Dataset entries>
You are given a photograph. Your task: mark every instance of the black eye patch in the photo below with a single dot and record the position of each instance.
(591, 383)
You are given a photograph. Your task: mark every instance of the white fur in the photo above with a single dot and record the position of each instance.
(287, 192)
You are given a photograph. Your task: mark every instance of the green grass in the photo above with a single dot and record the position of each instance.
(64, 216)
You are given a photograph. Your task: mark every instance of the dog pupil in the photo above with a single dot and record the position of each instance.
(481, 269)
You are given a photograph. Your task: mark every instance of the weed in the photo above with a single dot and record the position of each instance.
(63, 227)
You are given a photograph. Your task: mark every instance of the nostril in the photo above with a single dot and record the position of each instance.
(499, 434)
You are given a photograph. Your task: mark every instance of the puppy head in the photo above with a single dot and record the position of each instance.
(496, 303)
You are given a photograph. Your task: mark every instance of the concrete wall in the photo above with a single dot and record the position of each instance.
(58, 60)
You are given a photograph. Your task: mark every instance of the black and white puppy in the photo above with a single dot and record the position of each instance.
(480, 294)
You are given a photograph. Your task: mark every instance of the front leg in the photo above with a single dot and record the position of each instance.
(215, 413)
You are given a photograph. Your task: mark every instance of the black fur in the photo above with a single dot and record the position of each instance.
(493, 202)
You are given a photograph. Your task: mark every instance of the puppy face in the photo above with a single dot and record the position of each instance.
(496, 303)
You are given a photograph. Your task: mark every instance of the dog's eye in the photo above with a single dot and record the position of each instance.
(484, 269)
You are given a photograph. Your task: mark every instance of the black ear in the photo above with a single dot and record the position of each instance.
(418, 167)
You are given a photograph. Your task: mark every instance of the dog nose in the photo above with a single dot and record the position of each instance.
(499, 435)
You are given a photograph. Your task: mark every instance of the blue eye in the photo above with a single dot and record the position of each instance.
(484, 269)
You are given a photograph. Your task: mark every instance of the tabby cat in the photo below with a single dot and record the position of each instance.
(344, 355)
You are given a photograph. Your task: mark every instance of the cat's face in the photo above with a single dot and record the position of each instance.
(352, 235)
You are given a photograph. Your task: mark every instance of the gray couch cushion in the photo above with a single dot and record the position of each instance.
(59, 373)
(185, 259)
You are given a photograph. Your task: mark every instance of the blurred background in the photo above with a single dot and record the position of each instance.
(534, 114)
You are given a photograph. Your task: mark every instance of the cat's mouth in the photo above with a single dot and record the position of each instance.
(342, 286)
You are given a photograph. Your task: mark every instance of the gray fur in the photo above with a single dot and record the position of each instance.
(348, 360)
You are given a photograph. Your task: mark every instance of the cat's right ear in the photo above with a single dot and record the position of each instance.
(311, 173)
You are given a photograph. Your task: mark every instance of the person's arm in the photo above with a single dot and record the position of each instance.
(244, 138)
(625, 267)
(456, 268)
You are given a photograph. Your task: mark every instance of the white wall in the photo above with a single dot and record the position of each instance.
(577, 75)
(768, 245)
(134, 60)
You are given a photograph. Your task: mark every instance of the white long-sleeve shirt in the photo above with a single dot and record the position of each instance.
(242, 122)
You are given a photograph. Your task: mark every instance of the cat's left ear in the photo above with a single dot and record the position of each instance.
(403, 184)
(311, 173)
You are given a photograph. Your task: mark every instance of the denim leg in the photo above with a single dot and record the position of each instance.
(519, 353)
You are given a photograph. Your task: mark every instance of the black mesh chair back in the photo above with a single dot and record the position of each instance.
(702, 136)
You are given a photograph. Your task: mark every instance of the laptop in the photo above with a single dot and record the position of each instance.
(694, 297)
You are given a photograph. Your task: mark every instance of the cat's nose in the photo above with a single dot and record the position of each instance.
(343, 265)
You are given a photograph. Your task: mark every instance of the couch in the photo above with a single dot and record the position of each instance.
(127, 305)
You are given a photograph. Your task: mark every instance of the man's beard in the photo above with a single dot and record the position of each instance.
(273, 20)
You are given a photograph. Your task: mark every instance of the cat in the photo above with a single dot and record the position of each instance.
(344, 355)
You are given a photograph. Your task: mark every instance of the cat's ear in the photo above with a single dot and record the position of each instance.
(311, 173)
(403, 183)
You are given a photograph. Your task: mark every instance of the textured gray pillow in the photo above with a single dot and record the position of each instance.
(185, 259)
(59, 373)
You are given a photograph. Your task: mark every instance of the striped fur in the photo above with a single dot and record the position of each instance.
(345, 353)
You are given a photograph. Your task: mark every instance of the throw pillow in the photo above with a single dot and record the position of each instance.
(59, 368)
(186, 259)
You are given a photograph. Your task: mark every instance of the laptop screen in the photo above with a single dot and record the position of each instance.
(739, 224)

WHAT TO WORK ON> Extract every record and return it verbatim.

WRITTEN REPLY>
You are given a photograph. Your task: mark every instance of the black eye patch in the photo below with a single dot and record the position of each instance.
(591, 383)
You are given a photograph. Your task: mark every instance of the white fur in the photo above with a single dot and record the position of each instance.
(287, 192)
You are given a photograph. Your task: mark every instance of the green grass in the photo above with a single dot and record the position of each instance.
(64, 216)
You are given a photograph. Your task: mark every instance of the dog pupil in the photo above with a single dot and record the position of each instance.
(481, 269)
You are given a photograph. Your task: mark every instance of the weed in the photo above with a single dot and record the position of each instance.
(63, 227)
You are given a photograph. Your task: mark every instance of the nostril in the photo above with a single dot and record the position of each instance.
(499, 434)
You are given a photograph. Your task: mark every instance of the puppy head in the photo above with a single dot and record the position of each instance.
(496, 303)
You are given a photograph. Your task: mark every instance of the concrete wall in the photo above with a single dot and record the position of each instance.
(58, 60)
You are given a photograph. Your task: mark every instance of the black and white puppy in the photo above with a single dot and record the position of each instance.
(480, 294)
You are given a photograph. Your task: mark every instance of the front leg in the photo above with a single dot and record the position of each instance.
(215, 413)
You are given a photograph. Your task: mark every instance of the black fur in the photo above with a single dot and record the position of each instance.
(493, 202)
You are given a photograph. Your task: mark every instance of the puppy face in the photo above with a single dot and record the position of each instance.
(496, 303)
You are given a photograph. Your task: mark every instance of the dog's eye in the photo above with a single dot and record the position of each instance.
(484, 269)
You are given a photograph. Your task: mark every instance of the black ear in the photo above with a single dot and record the position of each instance.
(418, 167)
You are given a photograph. Your task: mark every instance of the dog nose in the photo above with a single dot and record the position of each instance.
(499, 435)
You are given a photograph. Your task: mark every instance of the blue eye in the photo above with a single dot and record the position of each instance.
(484, 269)
You are given a photograph. Your task: mark every instance of the tabby cat in the photo below with a single dot and record the position of each instance.
(344, 355)
You are given a photograph. Your task: mark every instance of the cat's face in the photo above with a single dot and record the position of each instance.
(352, 235)
You are given a photograph. Your task: mark every instance of the gray couch cushion in the photo above with a single dot and record the position of each instance.
(59, 373)
(185, 259)
You are given a photograph. Your task: mark every instance of the blurred background in the photo above with a single dot and record the position of each instance.
(534, 114)
You are given a photograph. Your task: mark every instance of the cat's mouth in the photo above with a single dot and record the position of each instance.
(342, 286)
You are given a photograph. Your task: mark every instance of the gray fur in the photo above with a single dot and record the position of each instance.
(348, 360)
You are given a photograph. Your task: mark every instance of the cat's right ear in the photo above with a single dot and record the position of each instance.
(311, 173)
You are given a photograph. Your task: mark every instance of the person's arm in the photo above with a single dot and record the position of each instance.
(244, 138)
(625, 267)
(456, 268)
You are given a photograph. Your task: mark every instance of the white wall in the photo above with a single dot and record the position of each instance.
(577, 75)
(768, 245)
(134, 60)
You are given a photograph. Your task: mark every instance of the white long-sleeve shirt in the photo above with a single dot and record the position of each instance.
(242, 122)
You are given a photograph. Your task: mark every instance of the cat's left ear in the photo above with a single dot and record the position of each instance.
(403, 184)
(311, 173)
You are given a photograph. Your task: mark every instance of the denim leg in the photo above with a single dot and record the position of each instance.
(519, 353)
You are given a photograph. Your task: mark every instance of the black mesh chair back in the photo above with a single dot and record the position of each instance.
(702, 136)
You are given a photograph. Your task: mark every instance of the laptop in the photo above with a single dot and record the position of each instance.
(694, 297)
You are given a photograph. Your task: mark every instance of the cat's nose in the photo above with a single dot and record the position of each instance.
(343, 265)
You are given a photograph. Your task: mark every instance of the couch in the photo above with a single dot and record the position of each instance.
(127, 305)
You are given a photograph. Your task: mark every instance of the man's beard in the photo above with a single dot and record the position of each instance.
(273, 20)
You are given a photograph. Your task: mark every instance of the cat in the photo above with a single dot and record the position of each instance.
(344, 355)
You are given a photograph. Your task: mark every instance of the cat's ear in the photo above with a single dot and record the position of each instance.
(311, 173)
(403, 183)
You are given a photograph. Your task: mark every instance of the textured gray pillow in the photo above with a single dot and record the position of each instance.
(185, 259)
(59, 373)
You are given a photograph. Your task: mark every instance of the striped fur in the photo above with a single dot and record the position of each instance.
(345, 353)
You are given a photograph. Your task: mark every instance of the throw pillow in the photo above with a single dot and record the position of each instance.
(59, 368)
(186, 259)
You are given a photograph. Your task: mark every instance of the laptop screen in the photo above with a single dot and record the position of each instance.
(739, 224)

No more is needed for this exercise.